## START Extract

This seems a bit daunting, but when I was looking at this previously I realised that there was a free pass in here. Luckily, language comes with an inherent structure, making the task of stripping content from the rest of the page's structure simper than it might sound. 

If you know your HTML, you'll know that developers generally put blocks of text into `<p></p>` blocks to make them manageable. As you'd probably expect, this is called a paragraph element and is designed specifically for this purpose. Further, each <p> block should, generally, contain a block of text that is self-consistent and self-contained, because this is how people write. It makes sense that these objects should exist, and websites should be designed in such a way to make a developer's life easier, but the by-product is that it makes sense to the consumer of that code as well.

rVest library ###

In [21]:

#feed contents

contents <- 
    foreach(i = 1:nrow(dataset), .combine = rbind, .packages = "rvest") %dopar% {
        #i <- 10
        tryCatch({
            page <- read_html(dataset$link[i])
            paragraphs <- html_nodes(page, "p")
            p_classes <- html_attr(paragraphs, "class")
            p_text <- html_text(paragraphs)
            words <- as.character(unlist(sapply(p_text[is.na(p_classes) | grepl("intro", tolower(p_classes))],
                                                function(s) { strsplit(s, " ")})))
            out <- sapply(words[1:100], function(s) { tolower(gsub("[^[:alnum:][:space:]]", "", s)) })
            names(out) <- NULL
            #c(hash = dataset$hash[i], out)
            c(id=i, out)
        }, error = function(e) { "" })
    }

contents[1:10,1:20]
nrow(contents)

Unnamed: 0,id,Unnamed: 2,Unnamed: 3,Unnamed: 4,Unnamed: 5,Unnamed: 6,Unnamed: 7,Unnamed: 8,Unnamed: 9,Unnamed: 10,Unnamed: 11,Unnamed: 12,Unnamed: 13,Unnamed: 14,Unnamed: 15,Unnamed: 16,Unnamed: 17,Unnamed: 18,Unnamed: 19,Unnamed: 20
result.1,1,us,president,donald,trump,has,said,he,accepts,us,intelligence,agencies,conclusion,that,russia,interfered,in,the,2016,election
result.2,2,barack,obama,has,used,his,first,highprofile,speech,since,stepping,down,as,us,president,to,take,swipes,at,strongman
result.3,3,a,us,company,owner,gave,an,employee,a,new,car,after,he,went,the,extra,mile,,20,miles
result.4,4,the,european,court,of,human,rights,echr,has,condemned,russia,for,its,handling,of,two,highprofile,cases,it,said
result.5,5,us,president,donald,trump,has,confirmed,he,is,redesigning,the,presidential,planes,of,air,force,one,in,red,white
result.6,6,spanish,prime,minister,pedro,sanchez,has,told,parliament,that,his,centreleft,government,will,introduce,a,new,law,on,sexual
result.7,7,north,korean,leader,kim,jongun,has,launched,an,unusual,barrage,of,criticism,at,officials,over,delays,in,completing,economic
result.8,8,israel,has,tightened,restrictions,on,its,only,cargo,crossing,with,the,gaza,strip,after,palestinians,carried,out,fresh,attacks
result.9,9,the,owner,of,the,mandalay,bay,hotel,in,las,vegas,has,filed,a,lawsuit,against,more,than,1000,victims
result.10,10,texas,police,have,arrested,a,registered,sex,offender,who,is,suspected,of,killing,three,people,after,cutting,off,his


Brilliant. We've downloaded and stripped out the content of a large number of articles

Believe it or not, that's a pretty big step, and in most projects, the biggest issue is simple getting the data *into* your application. Still, we've just started so let's not pat ourselves on the back just yet.

## END Extract

→ Set of tasks
[A] Quote the rvest scraping walkthrough word for word, starting with "If you know" and going on through "code as well.".
[B] Extend the rvest scraping walkthrough, picking up right after its final sentence.

## START Collected data

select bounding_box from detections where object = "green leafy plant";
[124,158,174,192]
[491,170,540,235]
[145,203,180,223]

## END Collected data

→ Task-by-task answers
[A]
If you know your HTML, you'll know that developers generally put blocks of text into `<p></p>` blocks to make them manageable. As you'd probably expect, this is called a paragraph element and is designed specifically for this purpose. Further, each <p> block should, generally, contain a block of text that is self-consistent and self-contained, because this is how people write. It makes sense that these objects should exist, and websites should be designed in such a way to make a developer's life easier, but the by-product is that it makes sense to the consumer of that code as well.

[B]
In [8]:
nrow(contents)

### Getting to the point


In [9]:

## VECTORISE DATA

#create wordvector
contentWords <- table(c(contents))
contentWords <- cbind.data.frame(word = tolower(names(contentWords)[1:length(names(contentWords))]),
                                 count = contentWords)

wordVector <- unique(c(tolower(unlist(titles)),
                       tolower(unlist(contents))))
wordVector <- wordVector[wordVector != ""]


vectorisedData <- foreach(i = 1:nrow(dataset), .combine=rbind) %dopar% {
    #i <- 1
    tVector <- integer(length(wordVector))
    row <- contents[contents[, "id"] == i,]
    countVector <- table(c(titles[[i]], row[2:length(row)]))
    for (j in 1:length(countVector)) {
        index <- match(names(countVector)[j], wordVector)
        tVector[index] <- countVector[j]
    }
    t(tVector)
    #vectorisedData <- rbind.data.frame(vectorisedData, t(as.data.frame(tVector))) #tVector
}
names(vectorisedData) <- wordVector

vectorisedData <- as.matrix(vectorisedData)
colnames(vectorisedData) <- wordVector


In [10]:

## Word Bundles
correlationmatrix <- cor(vectorisedData)
bundles <- as.data.frame(foreach(i = 1:ncol(vectorisedData), .combine = rbind) %do% {
    #i<-1
    vec <- correlationmatrix[, i]
    bundle <- vec[vec > 0.9]
    c(id = i,
      bundle = paste(names(bundle[!is.na(bundle)]), collapse = "-"),
      value = sum(bundle[!is.na(bundle)]),
      first = colnames(correlationmatrix)[i],
      length = length(bundle[!is.na(bundle)]))
})
bundles <- bundles[match(unique(bundles$bundle[as.numeric(bundles$value) > 1]), bundles$bundle),]



"the standard deviation is zero"

In [11]:

## Synonyms
library(stringdist)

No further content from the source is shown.